- _Do this_
Show every line of the items below that contains the word "range".

Start of Supplied entries

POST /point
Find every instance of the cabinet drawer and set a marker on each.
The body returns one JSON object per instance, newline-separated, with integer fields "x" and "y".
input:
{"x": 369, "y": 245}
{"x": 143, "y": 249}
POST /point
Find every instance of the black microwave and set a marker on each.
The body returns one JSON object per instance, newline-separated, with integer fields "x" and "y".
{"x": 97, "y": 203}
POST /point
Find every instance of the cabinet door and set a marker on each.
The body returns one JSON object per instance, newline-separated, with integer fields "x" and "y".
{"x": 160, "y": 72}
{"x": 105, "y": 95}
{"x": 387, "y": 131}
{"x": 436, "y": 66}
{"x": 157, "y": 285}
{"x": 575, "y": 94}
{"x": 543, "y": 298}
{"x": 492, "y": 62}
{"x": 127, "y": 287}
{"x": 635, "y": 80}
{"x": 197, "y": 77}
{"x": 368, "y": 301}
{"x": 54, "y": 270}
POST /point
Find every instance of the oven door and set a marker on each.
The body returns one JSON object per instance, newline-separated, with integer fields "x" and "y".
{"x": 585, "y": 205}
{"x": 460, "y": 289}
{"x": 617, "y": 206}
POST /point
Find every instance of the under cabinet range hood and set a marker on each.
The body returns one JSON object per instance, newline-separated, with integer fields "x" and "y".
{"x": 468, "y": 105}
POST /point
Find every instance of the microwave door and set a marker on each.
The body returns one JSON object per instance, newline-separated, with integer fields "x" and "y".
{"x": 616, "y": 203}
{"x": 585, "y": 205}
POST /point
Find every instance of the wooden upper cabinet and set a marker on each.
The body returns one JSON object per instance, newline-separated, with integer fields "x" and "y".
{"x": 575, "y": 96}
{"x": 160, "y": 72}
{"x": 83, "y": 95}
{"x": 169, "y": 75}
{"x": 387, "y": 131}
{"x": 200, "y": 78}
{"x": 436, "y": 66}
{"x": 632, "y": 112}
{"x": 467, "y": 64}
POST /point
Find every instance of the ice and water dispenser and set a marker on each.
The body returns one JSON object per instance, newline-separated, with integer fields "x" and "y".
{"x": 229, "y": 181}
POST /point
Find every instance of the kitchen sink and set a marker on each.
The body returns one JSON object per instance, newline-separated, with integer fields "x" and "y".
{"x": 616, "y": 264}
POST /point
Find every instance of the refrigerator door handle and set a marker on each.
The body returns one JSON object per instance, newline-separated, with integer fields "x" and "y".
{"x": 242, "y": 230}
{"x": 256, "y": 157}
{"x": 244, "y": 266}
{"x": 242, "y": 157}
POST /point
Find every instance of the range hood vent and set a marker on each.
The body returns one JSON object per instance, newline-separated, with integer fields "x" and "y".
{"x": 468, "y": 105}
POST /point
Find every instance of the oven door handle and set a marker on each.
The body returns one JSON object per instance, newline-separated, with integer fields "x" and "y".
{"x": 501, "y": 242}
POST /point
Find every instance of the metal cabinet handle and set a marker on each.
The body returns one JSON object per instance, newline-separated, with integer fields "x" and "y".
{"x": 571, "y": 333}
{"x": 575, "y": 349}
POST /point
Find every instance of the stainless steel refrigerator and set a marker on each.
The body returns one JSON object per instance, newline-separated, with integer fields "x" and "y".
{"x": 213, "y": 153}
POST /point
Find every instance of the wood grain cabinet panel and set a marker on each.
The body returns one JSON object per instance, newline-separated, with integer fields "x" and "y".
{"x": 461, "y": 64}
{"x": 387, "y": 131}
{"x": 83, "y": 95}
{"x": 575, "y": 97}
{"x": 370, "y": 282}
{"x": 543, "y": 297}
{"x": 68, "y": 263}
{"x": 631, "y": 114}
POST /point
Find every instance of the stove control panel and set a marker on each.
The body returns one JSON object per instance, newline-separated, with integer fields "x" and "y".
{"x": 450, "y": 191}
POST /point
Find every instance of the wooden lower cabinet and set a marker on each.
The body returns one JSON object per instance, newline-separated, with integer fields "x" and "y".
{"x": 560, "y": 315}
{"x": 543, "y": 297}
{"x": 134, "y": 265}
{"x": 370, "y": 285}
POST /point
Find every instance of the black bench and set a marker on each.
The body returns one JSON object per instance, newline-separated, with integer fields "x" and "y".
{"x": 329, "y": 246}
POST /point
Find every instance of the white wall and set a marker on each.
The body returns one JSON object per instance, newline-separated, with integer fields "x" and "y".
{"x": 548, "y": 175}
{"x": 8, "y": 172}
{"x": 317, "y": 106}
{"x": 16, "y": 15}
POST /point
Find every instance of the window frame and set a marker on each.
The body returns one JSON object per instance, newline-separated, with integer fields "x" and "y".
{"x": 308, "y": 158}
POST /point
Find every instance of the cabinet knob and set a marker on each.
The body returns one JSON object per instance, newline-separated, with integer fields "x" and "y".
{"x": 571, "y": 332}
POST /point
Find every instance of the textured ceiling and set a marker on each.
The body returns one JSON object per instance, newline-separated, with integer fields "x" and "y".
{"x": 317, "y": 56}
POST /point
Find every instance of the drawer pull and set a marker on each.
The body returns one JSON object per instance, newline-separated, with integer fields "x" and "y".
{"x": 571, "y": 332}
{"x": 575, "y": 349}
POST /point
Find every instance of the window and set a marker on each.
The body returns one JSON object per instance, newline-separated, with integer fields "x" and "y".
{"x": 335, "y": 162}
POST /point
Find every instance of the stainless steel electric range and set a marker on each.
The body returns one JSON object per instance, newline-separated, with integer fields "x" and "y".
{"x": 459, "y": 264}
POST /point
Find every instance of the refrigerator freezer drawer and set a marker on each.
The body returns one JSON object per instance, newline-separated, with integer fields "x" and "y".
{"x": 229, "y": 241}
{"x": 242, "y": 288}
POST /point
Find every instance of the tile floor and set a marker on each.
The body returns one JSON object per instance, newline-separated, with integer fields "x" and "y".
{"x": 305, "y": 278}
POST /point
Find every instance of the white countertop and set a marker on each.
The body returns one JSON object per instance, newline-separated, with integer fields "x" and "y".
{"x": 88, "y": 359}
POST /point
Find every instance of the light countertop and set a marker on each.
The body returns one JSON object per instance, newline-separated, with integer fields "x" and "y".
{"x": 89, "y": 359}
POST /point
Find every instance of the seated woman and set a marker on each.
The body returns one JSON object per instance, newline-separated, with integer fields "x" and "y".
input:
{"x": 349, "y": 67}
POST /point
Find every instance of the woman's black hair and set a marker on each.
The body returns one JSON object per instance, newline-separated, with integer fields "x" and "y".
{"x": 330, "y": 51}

End of Supplied entries

- _Result of the task_
Find every instance of the under cabinet range hood and set a marker on each.
Find every instance of the range hood vent and set a marker on each.
Find every instance of the stainless steel electric range and set a marker on each.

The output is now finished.